**TO DO**
Reproduce verbatim everything from the line containing "Please indicate the seat" down to the end of the material below, with both ends included.

[Dataset entries]
— start —

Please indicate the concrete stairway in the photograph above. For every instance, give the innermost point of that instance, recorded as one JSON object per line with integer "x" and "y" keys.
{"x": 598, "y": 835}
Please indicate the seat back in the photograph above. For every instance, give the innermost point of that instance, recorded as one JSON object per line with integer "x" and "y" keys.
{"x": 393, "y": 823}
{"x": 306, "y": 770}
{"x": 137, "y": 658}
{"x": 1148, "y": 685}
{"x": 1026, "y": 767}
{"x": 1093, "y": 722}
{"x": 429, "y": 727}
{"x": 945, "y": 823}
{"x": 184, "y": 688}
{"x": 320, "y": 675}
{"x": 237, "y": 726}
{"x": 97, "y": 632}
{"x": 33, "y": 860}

— end —

**ANSWER FOR THE TASK**
Please indicate the seat back in the photograph above. For every instance, give the innermost point of that instance, recorded as one JSON object per line with integer "x" and "y" keys.
{"x": 393, "y": 823}
{"x": 306, "y": 770}
{"x": 137, "y": 658}
{"x": 1148, "y": 685}
{"x": 1026, "y": 767}
{"x": 1093, "y": 722}
{"x": 429, "y": 727}
{"x": 945, "y": 823}
{"x": 184, "y": 688}
{"x": 320, "y": 675}
{"x": 237, "y": 726}
{"x": 97, "y": 632}
{"x": 33, "y": 860}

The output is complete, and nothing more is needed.